Well, there's no way to get any perspective on whether THRILLER will sell
when it's as distant as the work of The Who and Zep...yet, anyway. And I
don't know that any record exec would call the sales of HISTORY "disappointing."

>>I have to judge a band like this: performance (The Who knew no rivals here)
>
>Disagreed.

Well, I can only judge by the boots of both bands that I have, which cover
Zep's best period live and all of the Who's career. Zep were great there for
about four years, maybe five...and then they began to slip. The Who, of
course, had at least 12 years.
And then there is, of course, the opinion of the people who saw them in the
mid to late 60s/early 70s (who named The Who: "The greatest live Rock
band"). I myself saw Zepplin in the Spring of `75 and The Who 11/75, and I
can easily stand by what I've said.

>No, I'd have to disagree here.  A lot of those formula, "hair bands" were 
>Led-Clones (to quote Gary Moore).  They weren't just *influenced* by Zep; 
>they copied Zep (and even then they couldn't get it right). 

Well, then you are actually agreeing with me. Influenced or copying, it's
all cut from the same cloth.

>Besides, you left out some of the other artists who were influenced or
>inspired by Led Zeppelin, including Aerosmith, Rush, Van Halen, Neil Young, 
>Tori Amos, Heart, Dream Theater, Phish, etc.

Well, apart from Neil Young I'm not too impressed by any of these. And
especially Rush (sterile, no depth...they are a great example of music with
no emotion, like REO & Kansas), Aerosmith (more influenced by The Stones,
I'd say), Van Halen (a definite formula band, and a direct Zep clone), and
Heart (yeesh!). I can't say that any of them added to much for Rock history
(except for Eddie Van Halen's guitarwork -only- and I'm equally unimpressed
with what THAT has brought us).
Of course, that is just my humble opinion...
One final word concerning Van Halen. That Zep was influenced by The Who is
fairly easy to see...from the structure of the songs (excepting that Page
was a Blues style guitarist rather than a chord player) down to the
three-musicians-plus-one-blonde-lead-singer. VH was the "next generation" of
this influence...and a little something was lost each time.

Given data =
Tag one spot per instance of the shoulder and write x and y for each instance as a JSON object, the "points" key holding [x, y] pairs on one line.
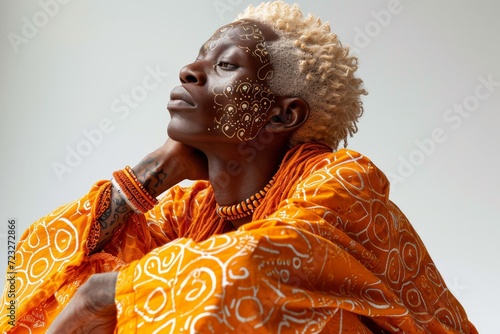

Short problem = Transcribe the stretch of the post comparing The Who and Led Zeppelin from "And then there" through "what I've said.".

Problem solution =
And then there is, of course, the opinion of the people who saw them in the
mid to late 60s/early 70s (who named The Who: "The greatest live Rock
band"). I myself saw Zepplin in the Spring of `75 and The Who 11/75, and I
can easily stand by what I've said.